## GOAL
Write out, precisely and in full, each line of the material.

## RAW RECORDS

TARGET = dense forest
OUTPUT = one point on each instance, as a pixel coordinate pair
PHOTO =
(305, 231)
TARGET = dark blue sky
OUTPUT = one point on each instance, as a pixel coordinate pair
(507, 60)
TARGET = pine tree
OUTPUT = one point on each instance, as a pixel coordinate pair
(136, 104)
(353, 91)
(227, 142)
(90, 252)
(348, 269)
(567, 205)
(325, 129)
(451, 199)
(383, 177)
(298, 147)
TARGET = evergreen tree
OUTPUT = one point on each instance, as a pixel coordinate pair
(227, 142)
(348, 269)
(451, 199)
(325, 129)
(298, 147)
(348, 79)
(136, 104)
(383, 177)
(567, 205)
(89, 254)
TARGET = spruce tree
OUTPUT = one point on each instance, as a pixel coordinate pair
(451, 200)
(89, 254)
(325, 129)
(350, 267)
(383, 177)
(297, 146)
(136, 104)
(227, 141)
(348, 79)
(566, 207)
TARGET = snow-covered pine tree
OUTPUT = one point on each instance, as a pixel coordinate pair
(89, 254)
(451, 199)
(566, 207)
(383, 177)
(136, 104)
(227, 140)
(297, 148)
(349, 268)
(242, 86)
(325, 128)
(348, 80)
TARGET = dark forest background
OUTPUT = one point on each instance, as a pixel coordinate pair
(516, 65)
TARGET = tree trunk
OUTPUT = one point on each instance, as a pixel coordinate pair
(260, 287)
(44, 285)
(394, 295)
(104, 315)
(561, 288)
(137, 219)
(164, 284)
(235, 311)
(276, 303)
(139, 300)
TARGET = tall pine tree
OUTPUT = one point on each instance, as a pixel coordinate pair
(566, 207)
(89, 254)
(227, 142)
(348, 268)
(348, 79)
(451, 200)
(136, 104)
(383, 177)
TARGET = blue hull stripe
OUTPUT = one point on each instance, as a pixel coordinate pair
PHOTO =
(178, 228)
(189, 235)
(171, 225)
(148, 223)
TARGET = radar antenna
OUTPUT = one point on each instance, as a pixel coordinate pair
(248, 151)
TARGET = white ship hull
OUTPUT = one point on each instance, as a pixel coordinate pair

## ANSWER FOR THIS EXERCISE
TARGET = dense forest
OUTPUT = one point on each instance, as a pixel coordinate pair
PHOTO =
(305, 231)
TARGET = dark blue sky
OUTPUT = one point on each instance, as a pixel coordinate pair
(507, 60)
TARGET = pine tree
OUTPUT = one point on each instance, as a pixel coordinate pair
(136, 104)
(353, 91)
(227, 142)
(90, 252)
(348, 269)
(567, 205)
(325, 129)
(451, 199)
(383, 177)
(298, 147)
TARGET = evergreen tree
OUTPUT = one point on each instance, as a pixel coordinate pair
(227, 142)
(348, 269)
(451, 199)
(325, 129)
(298, 147)
(348, 79)
(136, 104)
(383, 177)
(567, 205)
(89, 254)
TARGET = spruce tree
OUTPUT = one point on each instance, as a pixel coordinate pair
(451, 200)
(89, 254)
(325, 129)
(350, 267)
(383, 177)
(297, 146)
(136, 104)
(227, 141)
(348, 79)
(566, 207)
TARGET = snow-covered pine tree
OUTPUT = one point on each instance, as a pixel coordinate pair
(89, 254)
(451, 199)
(566, 207)
(383, 177)
(136, 104)
(227, 140)
(297, 148)
(349, 268)
(242, 86)
(325, 128)
(348, 80)
TARGET = dark forest background
OUTPUT = one point on each instance, as a pixel coordinate pair
(516, 65)
TARGET = tree trunk
OUTPUT = one point on each instance, as a pixel coordinate pair
(260, 287)
(44, 285)
(394, 295)
(104, 315)
(561, 288)
(137, 219)
(164, 284)
(235, 311)
(276, 303)
(139, 300)
TARGET = tall pine tree
OUTPUT = one point on each instance, as a pixel coordinate pair
(566, 207)
(89, 254)
(227, 142)
(348, 268)
(348, 79)
(451, 200)
(136, 104)
(383, 177)
TARGET = blue hull stripe
OUTPUT = one point on each instance, as a pixel coordinate pair
PHOTO =
(178, 228)
(189, 235)
(171, 225)
(148, 223)
TARGET = radar antenna
OUTPUT = one point on each instance, as a pixel coordinate pair
(248, 151)
TARGET = white ship hull
OUTPUT = one point on each instance, as a pixel coordinate pair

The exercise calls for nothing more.